• Your instructions
Display each line below that contains the word "branch", reproducing every such line in full.

• Records for the task

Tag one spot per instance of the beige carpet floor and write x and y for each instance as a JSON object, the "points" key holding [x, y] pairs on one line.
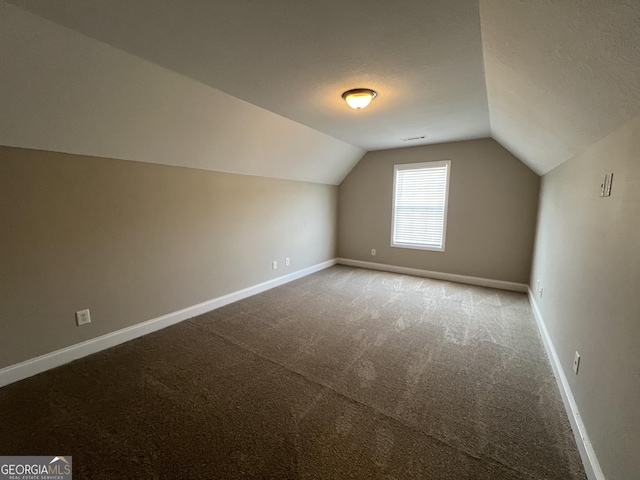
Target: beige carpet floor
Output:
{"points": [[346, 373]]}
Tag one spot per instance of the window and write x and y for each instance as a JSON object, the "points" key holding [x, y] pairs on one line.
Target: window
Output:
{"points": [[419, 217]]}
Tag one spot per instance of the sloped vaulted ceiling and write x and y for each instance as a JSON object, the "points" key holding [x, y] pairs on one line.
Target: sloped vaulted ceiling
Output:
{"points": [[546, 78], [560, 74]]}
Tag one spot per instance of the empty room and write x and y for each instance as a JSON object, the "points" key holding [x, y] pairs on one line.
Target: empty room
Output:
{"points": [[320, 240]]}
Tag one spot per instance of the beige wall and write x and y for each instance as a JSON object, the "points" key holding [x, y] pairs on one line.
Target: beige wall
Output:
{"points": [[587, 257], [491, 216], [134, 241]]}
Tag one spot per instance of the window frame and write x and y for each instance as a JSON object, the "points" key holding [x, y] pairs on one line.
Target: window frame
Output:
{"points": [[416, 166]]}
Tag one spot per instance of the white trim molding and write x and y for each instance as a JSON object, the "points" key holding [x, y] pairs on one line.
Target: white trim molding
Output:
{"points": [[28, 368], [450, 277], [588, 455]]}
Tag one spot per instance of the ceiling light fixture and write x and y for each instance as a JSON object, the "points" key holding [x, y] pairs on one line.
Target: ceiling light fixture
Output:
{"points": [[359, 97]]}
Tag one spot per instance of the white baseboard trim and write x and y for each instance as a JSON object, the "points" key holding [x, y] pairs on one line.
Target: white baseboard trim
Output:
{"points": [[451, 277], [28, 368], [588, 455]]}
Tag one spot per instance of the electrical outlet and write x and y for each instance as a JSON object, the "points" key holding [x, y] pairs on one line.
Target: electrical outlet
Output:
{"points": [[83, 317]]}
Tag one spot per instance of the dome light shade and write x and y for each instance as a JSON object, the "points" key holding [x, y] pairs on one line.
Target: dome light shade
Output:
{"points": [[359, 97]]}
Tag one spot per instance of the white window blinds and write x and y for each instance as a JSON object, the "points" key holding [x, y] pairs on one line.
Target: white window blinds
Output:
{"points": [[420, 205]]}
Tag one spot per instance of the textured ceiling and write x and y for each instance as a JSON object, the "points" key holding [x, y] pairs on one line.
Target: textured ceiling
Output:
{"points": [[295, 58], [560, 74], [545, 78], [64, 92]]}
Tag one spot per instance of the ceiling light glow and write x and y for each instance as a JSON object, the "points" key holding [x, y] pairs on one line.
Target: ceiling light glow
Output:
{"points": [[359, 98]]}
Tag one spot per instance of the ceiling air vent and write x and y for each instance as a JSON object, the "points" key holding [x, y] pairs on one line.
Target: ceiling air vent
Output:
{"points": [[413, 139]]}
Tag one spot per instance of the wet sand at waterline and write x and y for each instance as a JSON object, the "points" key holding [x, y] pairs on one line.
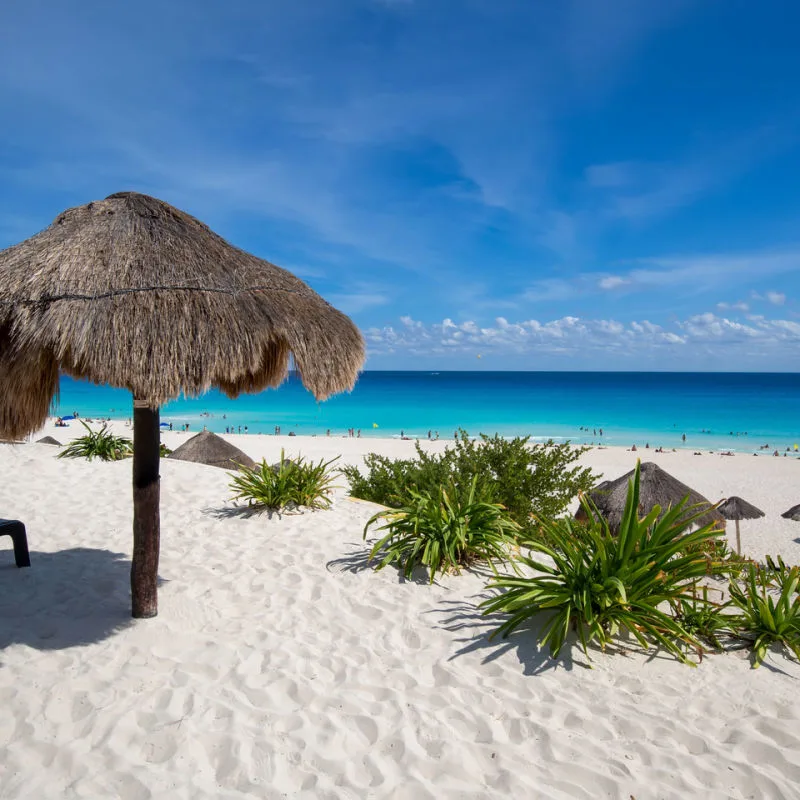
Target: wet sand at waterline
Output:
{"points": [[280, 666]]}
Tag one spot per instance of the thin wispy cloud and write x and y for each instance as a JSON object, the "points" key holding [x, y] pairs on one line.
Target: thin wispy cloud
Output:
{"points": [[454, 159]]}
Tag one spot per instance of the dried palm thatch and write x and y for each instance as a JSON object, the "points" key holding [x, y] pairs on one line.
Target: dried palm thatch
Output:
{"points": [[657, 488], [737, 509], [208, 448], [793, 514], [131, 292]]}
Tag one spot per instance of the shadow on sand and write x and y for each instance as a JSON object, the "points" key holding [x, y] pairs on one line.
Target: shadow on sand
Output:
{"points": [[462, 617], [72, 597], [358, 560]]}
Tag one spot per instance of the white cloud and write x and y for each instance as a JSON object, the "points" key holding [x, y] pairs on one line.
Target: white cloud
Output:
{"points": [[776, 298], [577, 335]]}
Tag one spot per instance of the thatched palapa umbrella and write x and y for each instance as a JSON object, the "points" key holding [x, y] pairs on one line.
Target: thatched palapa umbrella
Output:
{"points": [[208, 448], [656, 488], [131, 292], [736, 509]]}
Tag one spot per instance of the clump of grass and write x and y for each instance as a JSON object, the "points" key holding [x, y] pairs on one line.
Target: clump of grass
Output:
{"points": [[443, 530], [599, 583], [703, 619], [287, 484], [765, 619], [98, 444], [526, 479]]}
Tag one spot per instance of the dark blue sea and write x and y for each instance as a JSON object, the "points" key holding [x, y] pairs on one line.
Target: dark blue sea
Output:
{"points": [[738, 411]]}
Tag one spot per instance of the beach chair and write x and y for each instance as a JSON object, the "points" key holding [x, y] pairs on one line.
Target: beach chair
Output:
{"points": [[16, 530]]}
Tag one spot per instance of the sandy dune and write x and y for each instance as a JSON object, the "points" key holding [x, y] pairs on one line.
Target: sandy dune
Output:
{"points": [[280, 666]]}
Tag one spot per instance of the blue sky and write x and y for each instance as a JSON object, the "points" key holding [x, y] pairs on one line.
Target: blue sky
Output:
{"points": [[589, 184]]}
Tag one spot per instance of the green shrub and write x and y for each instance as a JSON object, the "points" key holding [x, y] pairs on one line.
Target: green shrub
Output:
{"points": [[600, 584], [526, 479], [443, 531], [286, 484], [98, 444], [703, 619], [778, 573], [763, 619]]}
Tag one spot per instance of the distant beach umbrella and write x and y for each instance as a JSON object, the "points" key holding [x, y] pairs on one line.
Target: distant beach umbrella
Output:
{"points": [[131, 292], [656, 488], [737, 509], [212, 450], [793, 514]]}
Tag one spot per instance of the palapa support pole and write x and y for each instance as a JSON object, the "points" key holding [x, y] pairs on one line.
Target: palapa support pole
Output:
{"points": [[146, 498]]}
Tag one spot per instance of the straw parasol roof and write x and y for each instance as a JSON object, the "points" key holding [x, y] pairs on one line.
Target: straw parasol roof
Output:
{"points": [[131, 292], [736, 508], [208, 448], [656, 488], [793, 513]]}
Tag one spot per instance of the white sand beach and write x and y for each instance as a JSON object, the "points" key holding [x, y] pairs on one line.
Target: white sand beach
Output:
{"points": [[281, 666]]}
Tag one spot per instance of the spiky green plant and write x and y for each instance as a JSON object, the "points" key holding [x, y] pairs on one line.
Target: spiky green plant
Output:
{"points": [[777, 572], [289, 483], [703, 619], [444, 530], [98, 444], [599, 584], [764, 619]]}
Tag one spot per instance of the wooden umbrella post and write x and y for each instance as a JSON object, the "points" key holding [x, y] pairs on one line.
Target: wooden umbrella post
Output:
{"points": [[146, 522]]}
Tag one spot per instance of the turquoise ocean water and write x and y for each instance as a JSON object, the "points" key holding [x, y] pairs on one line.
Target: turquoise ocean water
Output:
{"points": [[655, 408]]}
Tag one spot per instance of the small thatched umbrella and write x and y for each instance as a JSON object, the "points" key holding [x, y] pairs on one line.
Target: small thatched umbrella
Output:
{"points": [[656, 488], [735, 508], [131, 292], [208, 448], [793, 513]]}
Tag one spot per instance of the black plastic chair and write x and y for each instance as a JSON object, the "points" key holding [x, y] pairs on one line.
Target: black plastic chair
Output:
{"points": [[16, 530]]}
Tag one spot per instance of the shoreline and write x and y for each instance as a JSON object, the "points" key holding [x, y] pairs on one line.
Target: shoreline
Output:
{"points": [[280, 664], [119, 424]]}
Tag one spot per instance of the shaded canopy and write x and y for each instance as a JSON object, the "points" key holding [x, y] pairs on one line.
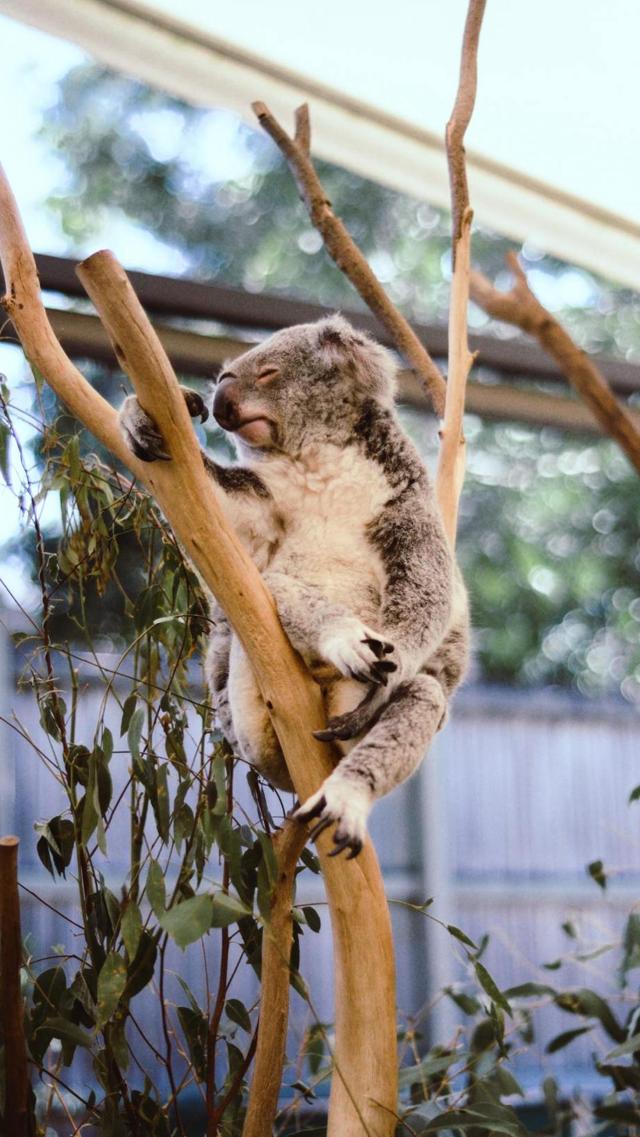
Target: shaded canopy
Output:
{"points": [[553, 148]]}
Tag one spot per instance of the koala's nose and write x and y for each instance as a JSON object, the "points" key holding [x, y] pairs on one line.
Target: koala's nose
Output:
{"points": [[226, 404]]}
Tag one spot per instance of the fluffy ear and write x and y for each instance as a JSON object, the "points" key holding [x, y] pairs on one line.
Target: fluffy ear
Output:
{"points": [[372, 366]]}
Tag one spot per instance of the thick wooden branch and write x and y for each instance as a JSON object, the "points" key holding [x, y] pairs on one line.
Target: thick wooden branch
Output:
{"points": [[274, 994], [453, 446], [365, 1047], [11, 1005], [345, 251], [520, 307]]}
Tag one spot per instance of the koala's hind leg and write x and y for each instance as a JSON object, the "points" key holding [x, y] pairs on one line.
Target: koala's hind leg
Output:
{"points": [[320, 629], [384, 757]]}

--

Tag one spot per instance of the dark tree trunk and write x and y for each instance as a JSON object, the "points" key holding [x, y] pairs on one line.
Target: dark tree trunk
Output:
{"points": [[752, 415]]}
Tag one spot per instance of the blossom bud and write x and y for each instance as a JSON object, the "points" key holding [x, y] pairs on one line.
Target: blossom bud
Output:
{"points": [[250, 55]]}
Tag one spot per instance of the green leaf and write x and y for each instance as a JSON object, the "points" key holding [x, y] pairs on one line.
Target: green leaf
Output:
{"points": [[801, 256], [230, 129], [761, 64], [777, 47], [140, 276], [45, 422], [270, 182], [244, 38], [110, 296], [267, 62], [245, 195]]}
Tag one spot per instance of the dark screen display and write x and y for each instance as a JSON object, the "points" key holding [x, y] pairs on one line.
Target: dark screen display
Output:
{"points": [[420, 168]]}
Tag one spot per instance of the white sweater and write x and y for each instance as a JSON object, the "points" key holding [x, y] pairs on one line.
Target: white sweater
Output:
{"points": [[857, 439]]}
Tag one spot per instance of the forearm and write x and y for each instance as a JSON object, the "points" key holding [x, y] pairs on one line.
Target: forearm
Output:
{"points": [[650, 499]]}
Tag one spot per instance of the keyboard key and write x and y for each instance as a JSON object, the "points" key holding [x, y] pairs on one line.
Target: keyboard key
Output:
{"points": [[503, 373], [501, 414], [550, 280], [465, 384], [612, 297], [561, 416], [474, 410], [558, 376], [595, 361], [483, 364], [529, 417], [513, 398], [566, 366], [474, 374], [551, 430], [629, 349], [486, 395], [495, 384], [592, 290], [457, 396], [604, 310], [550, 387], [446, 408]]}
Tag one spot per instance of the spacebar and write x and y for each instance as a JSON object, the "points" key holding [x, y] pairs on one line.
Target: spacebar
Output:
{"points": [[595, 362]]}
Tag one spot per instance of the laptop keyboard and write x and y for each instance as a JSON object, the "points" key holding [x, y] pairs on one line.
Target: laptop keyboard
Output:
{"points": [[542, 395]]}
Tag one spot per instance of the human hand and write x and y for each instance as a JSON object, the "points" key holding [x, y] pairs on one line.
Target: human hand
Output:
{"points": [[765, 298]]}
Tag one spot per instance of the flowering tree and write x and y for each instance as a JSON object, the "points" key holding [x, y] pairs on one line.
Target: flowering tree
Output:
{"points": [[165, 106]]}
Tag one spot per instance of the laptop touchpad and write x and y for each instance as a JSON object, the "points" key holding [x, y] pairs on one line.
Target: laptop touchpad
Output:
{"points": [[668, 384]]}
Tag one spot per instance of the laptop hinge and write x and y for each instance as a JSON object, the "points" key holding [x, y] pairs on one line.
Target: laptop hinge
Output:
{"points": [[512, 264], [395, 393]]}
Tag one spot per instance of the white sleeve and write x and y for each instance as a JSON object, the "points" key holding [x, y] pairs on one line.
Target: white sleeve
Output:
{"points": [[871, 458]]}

• Response to the exercise
Tag one spot per instance of the thick wooden branch and write x and y for each instance as a JSON object, the "points" key holding [x, y] pairs on one line.
Target: thick wooden branch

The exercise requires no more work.